## [WHAT TO WORK ON]
Please go through the records below and return every line holding the word "face".

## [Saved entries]
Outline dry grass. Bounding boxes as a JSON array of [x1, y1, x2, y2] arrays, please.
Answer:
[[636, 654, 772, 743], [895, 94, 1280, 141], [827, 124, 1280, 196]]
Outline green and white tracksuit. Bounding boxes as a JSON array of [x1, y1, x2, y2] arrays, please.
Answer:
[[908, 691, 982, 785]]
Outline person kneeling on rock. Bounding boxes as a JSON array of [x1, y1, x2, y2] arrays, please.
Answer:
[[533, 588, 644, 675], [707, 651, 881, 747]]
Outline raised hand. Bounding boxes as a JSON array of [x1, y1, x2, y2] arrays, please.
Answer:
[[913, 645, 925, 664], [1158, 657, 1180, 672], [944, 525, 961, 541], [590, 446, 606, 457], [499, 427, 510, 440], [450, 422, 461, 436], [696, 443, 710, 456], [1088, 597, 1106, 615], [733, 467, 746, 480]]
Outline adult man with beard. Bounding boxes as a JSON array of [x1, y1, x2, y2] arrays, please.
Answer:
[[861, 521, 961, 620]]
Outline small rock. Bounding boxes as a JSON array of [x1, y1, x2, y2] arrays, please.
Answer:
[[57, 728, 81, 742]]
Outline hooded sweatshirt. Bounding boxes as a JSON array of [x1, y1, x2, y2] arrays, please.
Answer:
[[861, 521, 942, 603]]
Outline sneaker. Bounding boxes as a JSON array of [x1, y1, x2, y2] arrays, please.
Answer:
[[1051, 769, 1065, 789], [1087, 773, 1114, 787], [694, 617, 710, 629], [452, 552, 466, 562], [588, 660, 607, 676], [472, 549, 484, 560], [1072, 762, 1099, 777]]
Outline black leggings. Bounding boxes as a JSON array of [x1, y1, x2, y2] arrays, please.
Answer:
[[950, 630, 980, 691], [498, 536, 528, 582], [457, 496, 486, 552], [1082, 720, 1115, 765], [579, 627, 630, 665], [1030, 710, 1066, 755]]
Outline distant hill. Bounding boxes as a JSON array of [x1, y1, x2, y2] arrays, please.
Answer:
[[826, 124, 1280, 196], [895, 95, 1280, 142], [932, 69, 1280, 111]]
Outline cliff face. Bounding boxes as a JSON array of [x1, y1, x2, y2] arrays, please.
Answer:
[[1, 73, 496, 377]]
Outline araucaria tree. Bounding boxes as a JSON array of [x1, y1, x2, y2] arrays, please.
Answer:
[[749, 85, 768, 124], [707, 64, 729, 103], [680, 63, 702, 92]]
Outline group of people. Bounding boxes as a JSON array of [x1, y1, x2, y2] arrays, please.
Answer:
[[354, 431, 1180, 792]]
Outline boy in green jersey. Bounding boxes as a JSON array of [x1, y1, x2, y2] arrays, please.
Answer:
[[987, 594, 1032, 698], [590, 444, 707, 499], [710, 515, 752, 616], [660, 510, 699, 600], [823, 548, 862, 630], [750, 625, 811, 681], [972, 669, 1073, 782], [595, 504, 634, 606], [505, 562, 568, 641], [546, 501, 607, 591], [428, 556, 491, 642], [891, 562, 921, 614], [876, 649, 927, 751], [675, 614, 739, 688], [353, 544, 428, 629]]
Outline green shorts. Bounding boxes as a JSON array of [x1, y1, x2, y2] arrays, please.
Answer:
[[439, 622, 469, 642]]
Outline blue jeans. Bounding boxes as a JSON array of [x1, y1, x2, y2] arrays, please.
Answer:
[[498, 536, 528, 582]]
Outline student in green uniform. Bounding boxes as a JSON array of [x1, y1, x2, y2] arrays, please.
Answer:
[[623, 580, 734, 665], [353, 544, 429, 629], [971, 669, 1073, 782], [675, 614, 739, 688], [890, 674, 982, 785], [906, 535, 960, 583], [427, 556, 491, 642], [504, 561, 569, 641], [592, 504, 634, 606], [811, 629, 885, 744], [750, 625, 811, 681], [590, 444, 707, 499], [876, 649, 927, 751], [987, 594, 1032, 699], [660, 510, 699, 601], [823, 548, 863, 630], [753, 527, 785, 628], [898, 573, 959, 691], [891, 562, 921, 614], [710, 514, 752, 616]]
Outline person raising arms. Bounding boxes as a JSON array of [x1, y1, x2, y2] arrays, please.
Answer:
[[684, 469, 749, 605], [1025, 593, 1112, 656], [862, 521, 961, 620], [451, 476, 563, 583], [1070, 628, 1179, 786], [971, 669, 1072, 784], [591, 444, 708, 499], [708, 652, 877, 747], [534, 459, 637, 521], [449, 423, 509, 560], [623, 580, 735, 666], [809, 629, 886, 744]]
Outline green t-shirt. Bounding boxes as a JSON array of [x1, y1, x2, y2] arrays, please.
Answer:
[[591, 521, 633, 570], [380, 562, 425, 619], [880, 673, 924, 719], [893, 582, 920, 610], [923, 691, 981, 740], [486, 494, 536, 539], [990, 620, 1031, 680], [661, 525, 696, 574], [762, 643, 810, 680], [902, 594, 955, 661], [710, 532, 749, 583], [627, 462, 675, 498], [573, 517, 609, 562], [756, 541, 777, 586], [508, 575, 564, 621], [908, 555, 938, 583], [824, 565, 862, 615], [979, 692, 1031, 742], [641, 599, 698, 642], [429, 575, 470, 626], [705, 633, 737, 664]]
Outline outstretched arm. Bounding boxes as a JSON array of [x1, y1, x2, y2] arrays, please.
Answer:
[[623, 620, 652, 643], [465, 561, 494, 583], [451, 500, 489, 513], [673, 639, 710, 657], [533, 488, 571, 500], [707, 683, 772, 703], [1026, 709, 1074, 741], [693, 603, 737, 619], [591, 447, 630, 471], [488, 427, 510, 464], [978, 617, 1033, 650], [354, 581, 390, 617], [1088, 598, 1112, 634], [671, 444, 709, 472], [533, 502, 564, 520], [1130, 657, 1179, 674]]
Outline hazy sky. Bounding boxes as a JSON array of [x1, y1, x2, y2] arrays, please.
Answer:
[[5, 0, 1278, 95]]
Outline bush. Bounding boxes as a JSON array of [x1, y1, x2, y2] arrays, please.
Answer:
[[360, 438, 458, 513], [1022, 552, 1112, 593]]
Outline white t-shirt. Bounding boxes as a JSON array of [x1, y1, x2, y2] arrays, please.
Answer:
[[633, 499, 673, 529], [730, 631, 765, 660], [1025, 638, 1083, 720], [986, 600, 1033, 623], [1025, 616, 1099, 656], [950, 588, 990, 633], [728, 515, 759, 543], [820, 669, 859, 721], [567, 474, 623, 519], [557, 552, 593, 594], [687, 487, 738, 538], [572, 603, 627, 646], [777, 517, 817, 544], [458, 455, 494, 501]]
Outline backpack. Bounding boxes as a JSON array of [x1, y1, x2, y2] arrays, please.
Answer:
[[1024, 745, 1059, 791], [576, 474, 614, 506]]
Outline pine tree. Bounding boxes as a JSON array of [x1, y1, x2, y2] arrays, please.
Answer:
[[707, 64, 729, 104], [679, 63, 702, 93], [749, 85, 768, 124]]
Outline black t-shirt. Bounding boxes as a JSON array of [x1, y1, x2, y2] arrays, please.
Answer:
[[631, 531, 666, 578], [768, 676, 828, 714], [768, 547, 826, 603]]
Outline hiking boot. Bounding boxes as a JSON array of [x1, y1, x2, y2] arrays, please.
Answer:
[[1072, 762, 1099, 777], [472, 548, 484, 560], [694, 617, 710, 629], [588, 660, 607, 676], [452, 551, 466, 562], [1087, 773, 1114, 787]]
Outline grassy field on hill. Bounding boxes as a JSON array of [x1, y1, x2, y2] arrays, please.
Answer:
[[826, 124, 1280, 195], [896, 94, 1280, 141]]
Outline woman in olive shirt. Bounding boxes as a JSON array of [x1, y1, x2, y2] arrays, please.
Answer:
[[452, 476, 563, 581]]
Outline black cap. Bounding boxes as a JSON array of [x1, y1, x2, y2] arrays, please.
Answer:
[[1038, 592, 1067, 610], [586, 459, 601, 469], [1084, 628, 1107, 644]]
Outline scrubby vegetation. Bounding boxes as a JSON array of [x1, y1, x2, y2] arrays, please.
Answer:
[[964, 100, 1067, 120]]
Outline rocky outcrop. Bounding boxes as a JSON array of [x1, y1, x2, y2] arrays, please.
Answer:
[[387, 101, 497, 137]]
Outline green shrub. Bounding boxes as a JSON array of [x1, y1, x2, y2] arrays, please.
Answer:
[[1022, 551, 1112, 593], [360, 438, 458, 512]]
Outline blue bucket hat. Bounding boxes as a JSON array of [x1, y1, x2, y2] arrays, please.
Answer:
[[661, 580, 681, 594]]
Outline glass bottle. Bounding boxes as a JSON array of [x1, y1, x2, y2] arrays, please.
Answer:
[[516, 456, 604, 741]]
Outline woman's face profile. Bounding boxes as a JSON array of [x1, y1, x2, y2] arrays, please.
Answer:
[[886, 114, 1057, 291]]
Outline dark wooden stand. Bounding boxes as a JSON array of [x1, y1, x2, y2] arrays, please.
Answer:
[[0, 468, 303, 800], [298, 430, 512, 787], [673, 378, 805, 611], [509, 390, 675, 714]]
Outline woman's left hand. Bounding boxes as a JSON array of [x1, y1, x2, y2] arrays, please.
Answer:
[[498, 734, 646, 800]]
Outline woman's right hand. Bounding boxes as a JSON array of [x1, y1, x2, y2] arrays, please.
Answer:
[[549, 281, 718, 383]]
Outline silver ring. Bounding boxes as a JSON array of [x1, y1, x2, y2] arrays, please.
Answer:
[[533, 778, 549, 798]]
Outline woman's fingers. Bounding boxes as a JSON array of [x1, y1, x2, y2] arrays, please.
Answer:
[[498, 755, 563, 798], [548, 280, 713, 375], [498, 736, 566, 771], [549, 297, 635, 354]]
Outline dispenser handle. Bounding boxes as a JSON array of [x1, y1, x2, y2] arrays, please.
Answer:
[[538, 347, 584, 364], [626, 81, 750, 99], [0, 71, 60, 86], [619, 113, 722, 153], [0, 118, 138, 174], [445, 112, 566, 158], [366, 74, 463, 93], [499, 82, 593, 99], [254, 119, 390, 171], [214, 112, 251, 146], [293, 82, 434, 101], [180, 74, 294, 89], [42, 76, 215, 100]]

## [OUTPUT FOR THIS TASK]
Outline cliff face. Bounding boxes as a JSON array of [x1, y1, x2, y2] arrays, please.
Outline woman's face profile. Bounding boxes as a JSON array of [x1, y1, x2, y2] arrays, please.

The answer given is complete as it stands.